§ AUFGABE 1:
Gib jede Zeile der Liste weiter unten wörtlich wieder, in der die Zeichenfolge „dark“ vorkommt. Dabei ist die Groß- und Kleinschreibung zu beachten.

§ LESETEXT:
Migrationshintergrund
Der Begriff „Migrationshintergrund“ ist in erster Linie eine Kategorie der amtlichen Statistik in Deutschland. Erhoben wird die Kategorie seit dem Mikrozensus 2005, einer jährlich vom Statistischen Bundesamt durchgeführten stichprobenartigen Befragung der Bevölkerung zur wirtschaftlichen und sozialen Lage des Landes. Der Ausdruck hat darüber hinaus Eingang in den politischen und medialen Diskurs sowie den allgemeinen Sprachgebrauch gefunden. Die Bevölkerung mit „Migrationshintergrund“ umfasst dem Statistischen Bundesamt zufolge „alle Personen, die die deutsche Staatsbürgerschaft nicht durch Geburt besitzen oder mindestens einen Elternteil haben, auf den dies zutrifft“ (Statistisches Bundesamt 2019). Darunter fallen alle nach 1949 auf das heutige Gebiet der Bundesrepublik Deutschland Zugewanderten, alle in Deutschland geborenen „Ausländer*innen“ sowie alle in Deutschland als Deutsche Geborenen mit zumindest einem nach 1949 zugewanderten oder als „Ausländer*in“ in Deutschland geborenen Elternteil (Statistisches Bundesamt 2019). Allerdings werden dabei die Vertriebenen des Zweiten Weltkriegs und ihre Nachkommen explizit nicht zu der Bevölkerung mit „Migrationshintergrund“ gezählt. Ebenfalls nicht dazu gezählt werden Personen, die zwar im Ausland geboren sind, deren beide Eltern jedoch keinen „Migrationshintergrund“ haben. Beim Zensus 2011 wurde der zeitliche Beginn der statistischen Erfassung von 1949 auf 1955 verschoben, sodass einerseits viele Menschen, die im Zuge der politischen Veränderungen nach dem Zweiten Weltkrieg in das Bundesgebiet migrierten, nicht mehr zur Bevölkerung mit „Migrationshintergrund“ gezählt wurden, während andererseits die Erfassung der Bevölkerung mit „Migrationshintergrund“ direkt im Jahr des ersten Anwerbeabkommens der Bundesrepublik mit Italien einsetzt.

§ ZU VERARBEITENDE DATEN:
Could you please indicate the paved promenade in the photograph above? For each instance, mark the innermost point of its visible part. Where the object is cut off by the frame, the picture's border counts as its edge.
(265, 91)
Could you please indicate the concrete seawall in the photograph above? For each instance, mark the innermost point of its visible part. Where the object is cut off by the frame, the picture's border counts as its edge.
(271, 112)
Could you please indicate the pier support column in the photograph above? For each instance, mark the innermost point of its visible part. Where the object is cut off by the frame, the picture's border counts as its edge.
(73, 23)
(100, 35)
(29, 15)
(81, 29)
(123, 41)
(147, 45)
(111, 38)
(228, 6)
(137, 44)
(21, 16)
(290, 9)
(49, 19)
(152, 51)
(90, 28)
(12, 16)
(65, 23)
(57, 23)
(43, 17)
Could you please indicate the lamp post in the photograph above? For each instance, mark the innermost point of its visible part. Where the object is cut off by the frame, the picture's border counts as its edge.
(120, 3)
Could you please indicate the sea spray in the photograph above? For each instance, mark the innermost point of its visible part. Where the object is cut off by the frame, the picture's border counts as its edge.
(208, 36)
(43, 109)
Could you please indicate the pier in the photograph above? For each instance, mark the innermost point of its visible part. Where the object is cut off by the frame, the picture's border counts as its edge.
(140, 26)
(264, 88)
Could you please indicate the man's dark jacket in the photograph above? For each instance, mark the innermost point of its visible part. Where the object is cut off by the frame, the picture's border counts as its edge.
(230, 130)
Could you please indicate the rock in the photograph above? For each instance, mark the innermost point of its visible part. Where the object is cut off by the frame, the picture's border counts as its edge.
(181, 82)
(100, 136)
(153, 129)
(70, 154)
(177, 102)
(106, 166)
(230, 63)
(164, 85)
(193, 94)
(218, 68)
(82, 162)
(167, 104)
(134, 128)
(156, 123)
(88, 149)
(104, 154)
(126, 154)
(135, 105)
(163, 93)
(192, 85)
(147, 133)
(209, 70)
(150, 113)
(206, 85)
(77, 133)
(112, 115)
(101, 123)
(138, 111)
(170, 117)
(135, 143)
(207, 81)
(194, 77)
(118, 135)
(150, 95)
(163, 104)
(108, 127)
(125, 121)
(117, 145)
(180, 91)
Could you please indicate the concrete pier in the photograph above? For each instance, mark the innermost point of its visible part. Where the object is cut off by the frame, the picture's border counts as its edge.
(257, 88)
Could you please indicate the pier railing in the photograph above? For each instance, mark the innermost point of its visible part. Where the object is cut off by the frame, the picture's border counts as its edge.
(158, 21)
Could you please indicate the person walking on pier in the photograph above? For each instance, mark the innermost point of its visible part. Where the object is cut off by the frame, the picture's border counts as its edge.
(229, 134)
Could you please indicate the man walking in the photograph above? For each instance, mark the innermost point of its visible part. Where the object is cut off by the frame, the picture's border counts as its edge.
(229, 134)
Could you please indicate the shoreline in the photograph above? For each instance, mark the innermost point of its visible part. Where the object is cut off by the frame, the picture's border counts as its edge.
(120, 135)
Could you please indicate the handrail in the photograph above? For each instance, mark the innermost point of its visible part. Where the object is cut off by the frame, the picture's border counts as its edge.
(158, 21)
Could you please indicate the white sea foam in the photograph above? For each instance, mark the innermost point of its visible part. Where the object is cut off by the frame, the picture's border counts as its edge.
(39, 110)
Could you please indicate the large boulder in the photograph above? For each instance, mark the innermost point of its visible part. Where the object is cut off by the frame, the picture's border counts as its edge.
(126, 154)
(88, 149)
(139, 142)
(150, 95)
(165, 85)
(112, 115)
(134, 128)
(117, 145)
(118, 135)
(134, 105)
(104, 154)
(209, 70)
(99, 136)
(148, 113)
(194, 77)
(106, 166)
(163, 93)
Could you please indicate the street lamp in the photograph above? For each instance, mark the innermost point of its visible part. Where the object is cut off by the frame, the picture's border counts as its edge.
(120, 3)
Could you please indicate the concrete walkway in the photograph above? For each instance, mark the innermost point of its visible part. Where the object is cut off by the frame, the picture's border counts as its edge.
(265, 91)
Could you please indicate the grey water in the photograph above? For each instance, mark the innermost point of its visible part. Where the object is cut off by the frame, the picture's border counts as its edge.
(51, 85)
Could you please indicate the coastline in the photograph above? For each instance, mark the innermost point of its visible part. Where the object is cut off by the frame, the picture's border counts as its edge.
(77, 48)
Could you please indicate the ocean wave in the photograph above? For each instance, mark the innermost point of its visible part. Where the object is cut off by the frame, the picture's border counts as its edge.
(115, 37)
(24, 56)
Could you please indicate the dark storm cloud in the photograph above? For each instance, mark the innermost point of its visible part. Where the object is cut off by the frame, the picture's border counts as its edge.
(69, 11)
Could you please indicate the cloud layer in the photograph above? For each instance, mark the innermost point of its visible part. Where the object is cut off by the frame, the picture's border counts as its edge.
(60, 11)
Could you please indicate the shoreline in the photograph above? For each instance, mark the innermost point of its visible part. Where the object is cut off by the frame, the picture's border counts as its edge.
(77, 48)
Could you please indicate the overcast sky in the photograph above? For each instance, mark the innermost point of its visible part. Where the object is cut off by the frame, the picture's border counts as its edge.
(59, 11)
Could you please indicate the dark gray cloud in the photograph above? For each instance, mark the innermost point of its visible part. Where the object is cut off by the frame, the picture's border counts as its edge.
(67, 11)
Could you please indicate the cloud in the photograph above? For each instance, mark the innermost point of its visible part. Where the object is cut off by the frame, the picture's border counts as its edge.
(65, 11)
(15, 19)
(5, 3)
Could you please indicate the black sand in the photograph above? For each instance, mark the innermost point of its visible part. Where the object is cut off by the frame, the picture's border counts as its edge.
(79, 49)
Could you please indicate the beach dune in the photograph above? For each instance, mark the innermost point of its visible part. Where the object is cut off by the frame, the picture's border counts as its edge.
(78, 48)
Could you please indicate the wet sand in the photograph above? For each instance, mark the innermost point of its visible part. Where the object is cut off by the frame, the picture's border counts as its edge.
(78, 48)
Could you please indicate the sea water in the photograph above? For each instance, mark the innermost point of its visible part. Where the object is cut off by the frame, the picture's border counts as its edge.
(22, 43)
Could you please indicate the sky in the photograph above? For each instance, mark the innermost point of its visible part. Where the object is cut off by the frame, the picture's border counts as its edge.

§ AUFGABE 2:
Setze den Lesetext über den Begriff „Migrationshintergrund“ nach seinem letzten Satz fort.

§ ANTWORT 1:
Could you please indicate the man's dark jacket in the photograph above? For each instance, mark the innermost point of its visible part. Where the object is cut off by the frame, the picture's border counts as its edge.
Could you please indicate the dark storm cloud in the photograph above? For each instance, mark the innermost point of its visible part. Where the object is cut off by the frame, the picture's border counts as its edge.
Could you please indicate the dark gray cloud in the photograph above? For each instance, mark the innermost point of its visible part. Where the object is cut off by the frame, the picture's border counts as its edge.

§ ANTWORT 2:
Letzteres legt nahe, dass die Kategorie nicht primär der Erfassung von in Deutschland lebenden Personen, die selbst oder deren Eltern Migrationserfahrung haben, dient. Vielmehr versucht er jene Personen zu erfassen, die nicht bloß durch Staatsangehörigkeit, sondern durch „ethnische“, „kulturelle“ und rassifizierte Kriterien als Personen gelten, die nicht ausschließlich „deutsche Wurzeln“ haben (vgl. Scarvaglieri/Zech 2013: 205). Bezeichnend ist, dass der „Migrationshintergrund“ bei statistischen Erhebungen aus den Angaben der befragten Personen abgeleitet und ihnen somit zugeschrieben wird. Die Möglichkeit, sich selbst als Person mit oder ohne „Migrationshintergrund“ zu identifizieren, ist bei diesen amtlichen Erhebungen nicht gegeben. Eine derartige Klassifizierung konstruiert und konstituiert damit also erst die Gruppen, die sie zu beschreiben vorgibt (vgl. Brubaker 2009: 33). Ferner haben Elrick und Schwartzman festgestellt, dass im politischen Diskurs in Deutschland die unterschiedliche Migrationsbezüge umfassende statistische Kategorie „Migrationshintergrund“ in eine homogenisierte soziale Kategorie transformiert wird. Dies führt zu einer Ethnisierung von Personen mit „Migrationshintergrund“ und somit zu deren Ausschluss aus der national imaginierten Gemeinschaft, selbst wenn diese im rechtlichen Sinne Staatsbürger*innen sind (Elrick/Schwartzman 2015: 1540).
Aus einer rassismuskritischen Perspektive gilt es daher hervorzuheben, dass der Begriff nicht nur Menschen sogenannter „deutscher Volkszugehörigkeit“ (siehe Grundgesetz, Art. 116) mit tatsächlicher Migrationserfahrung und deren Nachfahr*innen ausklammert, sondern im politischen Diskurs und als Alltagsbegriff meist als weiß gelesene Menschen generell nicht einbezieht. Damit ist der Begriff ein wesentlich rassifizierter und dient der Homogenisierung und Markierung eines Teils der Bevölkerung als „Fremde“ und schreibt so zum Beispiel Schwarzen Deutschen tendenziell eine Erfahrung der Migration und damit einhergehende Fremdheit zur hiesigen Bevölkerung und Kultur zu. Folglich ist der Begriff „Migrationshintergrund“ seinem Zweck und seiner Verwendung nach wesentlich mit Prozessen des Othering verbunden.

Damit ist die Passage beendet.